В символе есть идея и в реалистическом образе есть идея. В символе есть образ, и сам реалистический образ есть, прежде всего, образ. В одном случае единство идеи и образа, и то же — в другом. Но вот отношение символа и реалистического образа к их действительности, по-видимому, совершенно разное. О реалистическом образе во всяком случае нельзя сказать, что действительность в нем не дана, а только задана. Она в нем обязательно дана, а именно, своеобразно отражается в нем, так как иначе этот реалистический образ вовсе и не был бы реалистическим. Другими словами, нам представляется, что символ отличен от реалистического образа только тем, что он не просто отражает действительность, а еще является и ее порождающим принципом.
"Анчар» Пушкина, с этой точки зрения, нужно рассматривать как нечто символическое, потому что изображенная здесь картина имеет значение не сама по себе как отражение соответствующих явлений природы и общества, но как символ деспотической власти непобедимого владыки. Тогда картину осени в «Евгении Онегине» («Уж небо осенью дышало») нужно будет расценивать как самый настоящий реалистический образ. В «Арионе» Пушкина опять-таки дело не в образности самой по себе, а в идее непобедимости передовой поэзии. В некрасовском «Власе» опять-таки дело не в самом портрете сборщика подаяний и не в мифологии ада, который имеет здесь только переносный смысл, но в символе мощи человеческого духа, стремящегося к совершенству. В сравнения с этим изображение «зимы» в «Онегине» имеет вполне самостоятельное значение и не связано ни с каким символом (т. е. с тем, что мы выше называли символом второй степени).
Это, казалось бы, настоящий реалистический образ.

*Что сделать:*
1. В отрывке о символе и реалистическом образе замените «порождающим принципом» на «творящим началом» и перепишите часть текста: начните с места, где стоят слова «В символе есть идея», и остановитесь после слов «ее порождающим принципом.».
2. Почему, согласно отрывку о символе и реалистическом образе, «Анчар» Пушкина нужно рассматривать как нечто символическое?

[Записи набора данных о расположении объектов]
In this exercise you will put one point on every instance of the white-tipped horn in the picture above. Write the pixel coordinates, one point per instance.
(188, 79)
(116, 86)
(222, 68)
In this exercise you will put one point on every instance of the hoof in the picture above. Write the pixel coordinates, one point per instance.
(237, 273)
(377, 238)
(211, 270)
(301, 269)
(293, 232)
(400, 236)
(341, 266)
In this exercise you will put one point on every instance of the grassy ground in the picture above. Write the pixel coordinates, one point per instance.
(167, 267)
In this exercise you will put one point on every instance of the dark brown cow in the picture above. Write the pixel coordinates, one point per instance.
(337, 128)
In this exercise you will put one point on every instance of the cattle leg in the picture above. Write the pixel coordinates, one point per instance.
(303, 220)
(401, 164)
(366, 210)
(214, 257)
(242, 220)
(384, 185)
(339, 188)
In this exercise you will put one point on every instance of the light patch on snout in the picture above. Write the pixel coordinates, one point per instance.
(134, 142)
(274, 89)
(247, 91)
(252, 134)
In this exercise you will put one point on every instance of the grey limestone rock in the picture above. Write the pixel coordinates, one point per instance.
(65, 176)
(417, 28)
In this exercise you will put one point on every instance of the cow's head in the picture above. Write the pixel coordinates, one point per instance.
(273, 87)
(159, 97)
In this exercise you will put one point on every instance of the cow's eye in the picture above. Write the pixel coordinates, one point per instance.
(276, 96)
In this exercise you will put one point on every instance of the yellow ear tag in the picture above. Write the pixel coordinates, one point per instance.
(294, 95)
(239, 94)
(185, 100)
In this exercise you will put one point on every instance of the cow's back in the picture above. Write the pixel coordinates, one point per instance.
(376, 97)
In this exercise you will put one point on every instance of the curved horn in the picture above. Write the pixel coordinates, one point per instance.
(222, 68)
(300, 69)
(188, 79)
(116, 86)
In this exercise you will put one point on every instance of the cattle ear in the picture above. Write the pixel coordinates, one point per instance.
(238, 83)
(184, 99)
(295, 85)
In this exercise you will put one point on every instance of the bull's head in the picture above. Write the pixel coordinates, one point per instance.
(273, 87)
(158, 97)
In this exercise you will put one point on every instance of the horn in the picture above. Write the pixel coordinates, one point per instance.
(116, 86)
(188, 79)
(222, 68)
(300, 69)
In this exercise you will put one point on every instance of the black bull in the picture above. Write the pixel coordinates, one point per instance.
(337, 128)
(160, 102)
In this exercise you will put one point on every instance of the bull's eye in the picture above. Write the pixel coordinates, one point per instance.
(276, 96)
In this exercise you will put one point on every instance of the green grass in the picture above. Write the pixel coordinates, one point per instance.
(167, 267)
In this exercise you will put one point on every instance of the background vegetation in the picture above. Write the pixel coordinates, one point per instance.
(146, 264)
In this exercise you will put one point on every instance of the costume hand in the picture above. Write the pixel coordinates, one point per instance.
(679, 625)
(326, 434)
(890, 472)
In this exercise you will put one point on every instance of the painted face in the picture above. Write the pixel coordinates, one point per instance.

*Ответы по заданиям:*
1.
В символе есть идея и в реалистическом образе есть идея. В символе есть образ, и сам реалистический образ есть, прежде всего, образ. В одном случае единство идеи и образа, и то же — в другом. Но вот отношение символа и реалистического образа к их действительности, по-видимому, совершенно разное. О реалистическом образе во всяком случае нельзя сказать, что действительность в нем не дана, а только задана. Она в нем обязательно дана, а именно, своеобразно отражается в нем, так как иначе этот реалистический образ вовсе и не был бы реалистическим. Другими словами, нам представляется, что символ отличен от реалистического образа только тем, что он не просто отражает действительность, а еще является и ее творящим началом.

2. Изображенная в «Анчаре» картина имеет значение не сама по себе, как отражение соответствующих явлений природы и общества. Ее значение в том, что она служит символом деспотической власти непобедимого владыки.